> [Opdrachten]
a) Beantwoord op basis van de leestekst de volgende vragen:
(i) Welk hoofdstuk wordt het hart van het boek genoemd?
(ii) Welke verhaallijn is politiek gezien de machtigste?
(iii) Wie durfden na 6 januari de ‘volkswil’ te trotseren?
b) Haal uit de onderstaande records elke regel die het woord "with" bevat.

++++ Leestekst

Het is een vlammende aanklacht tegen het land dat ondanks alle expertise, kundigheid en rijkdom een potje maakte van de uitdaging die de coronacrisis bood. Packer is te verstandig om enkel het wanregime van Donald Trump daarvoor de schuld te geven. En na 6 januari waren het alleen lokale Republikeinse functionarissen, de daadwerkelijke tellers van stemmen, de federale rechters en ook hoge militairen, die de ‘volkswil’, de Big Lie van Trumps gestolen verkiezing, durfden te trotseren. De volksvertegenwoordigers reduceerden zichzelf tot roeptoeters van die volkswil. Packer is kwaad.

Het hart van dit boek is het hoofdstuk Four Americas. Hoe kan het dat mijn Amerika twee landen is geworden, vraag Packer zich af. Hij stelt dat ‘ongelijkheid het gezamenlijke geloof ondermijnde dat Amerikanen nodig hebben om een succesvolle breed toepasbare democratie te creëren’. Om te kijken hoe dat is gebeurd beschrijft Packer vier ‘narratives’, verhalen die mensen elkaar vertellen om te begrijpen ‘wie ze zijn, waar ze vandaan komen, en wat hun aspiraties zijn’. Vergeet fact checking, stap even terug van het analyseren van trends en getallen, maar kijk hoe mensen zichzelf zien. 

Hij onderscheidt vier verhaallijnen. De eerste is Free America, politiek gezien de machtigste. Free America neigt naar libertarisme met een ongebreidelde markt, kleine overheid en lage belastingen. Vrijheid is persoonlijke vrijheid, het soort dat wordt bedreigd als je verplicht een mondkapje moet dragen. Het brak echt door na de jaren zeventig met de omarming van Milton Friedmans marktboodschap. Ronald Reagans anti-overheidsboodschap viel op vruchtbare aarde, hij stond aan het begin van een lange neergang in overheidsinvesteringen.

++++++++
++++ Invoer

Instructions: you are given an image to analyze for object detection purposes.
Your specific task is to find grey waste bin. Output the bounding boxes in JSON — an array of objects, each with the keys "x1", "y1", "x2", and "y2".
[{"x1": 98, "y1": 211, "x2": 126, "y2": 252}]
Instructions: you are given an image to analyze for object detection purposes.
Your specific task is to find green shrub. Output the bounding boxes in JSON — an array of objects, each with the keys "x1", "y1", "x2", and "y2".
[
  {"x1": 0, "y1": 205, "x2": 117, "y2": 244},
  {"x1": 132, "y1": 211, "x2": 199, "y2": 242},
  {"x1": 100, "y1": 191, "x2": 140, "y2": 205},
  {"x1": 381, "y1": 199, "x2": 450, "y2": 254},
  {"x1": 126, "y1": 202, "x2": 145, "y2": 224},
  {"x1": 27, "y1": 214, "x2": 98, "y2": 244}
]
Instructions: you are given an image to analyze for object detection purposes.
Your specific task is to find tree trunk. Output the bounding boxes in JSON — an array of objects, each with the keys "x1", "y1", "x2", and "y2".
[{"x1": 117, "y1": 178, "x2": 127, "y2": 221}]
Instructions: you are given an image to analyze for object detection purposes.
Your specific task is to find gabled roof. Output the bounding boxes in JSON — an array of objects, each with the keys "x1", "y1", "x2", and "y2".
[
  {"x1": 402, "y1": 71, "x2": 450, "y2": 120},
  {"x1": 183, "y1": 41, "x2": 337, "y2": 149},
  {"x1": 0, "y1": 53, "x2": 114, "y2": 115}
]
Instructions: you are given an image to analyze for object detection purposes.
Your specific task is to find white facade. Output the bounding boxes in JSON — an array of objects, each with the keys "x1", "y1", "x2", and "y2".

++++++++

> [Antwoorden per opdracht]
a)
(i) Het hoofdstuk Four Americas.
(ii) Free America.
(iii) Lokale Republikeinse functionarissen, de daadwerkelijke tellers van stemmen, de federale rechters en hoge militairen.

b)
Your specific task is to find grey waste bin. Output the bounding boxes in JSON — an array of objects, each with the keys "x1", "y1", "x2", and "y2".
Your specific task is to find green shrub. Output the bounding boxes in JSON — an array of objects, each with the keys "x1", "y1", "x2", and "y2".
Your specific task is to find tree trunk. Output the bounding boxes in JSON — an array of objects, each with the keys "x1", "y1", "x2", and "y2".
Your specific task is to find gabled roof. Output the bounding boxes in JSON — an array of objects, each with the keys "x1", "y1", "x2", and "y2".
Your specific task is to find white facade. Output the bounding boxes in JSON — an array of objects, each with the keys "x1", "y1", "x2", and "y2".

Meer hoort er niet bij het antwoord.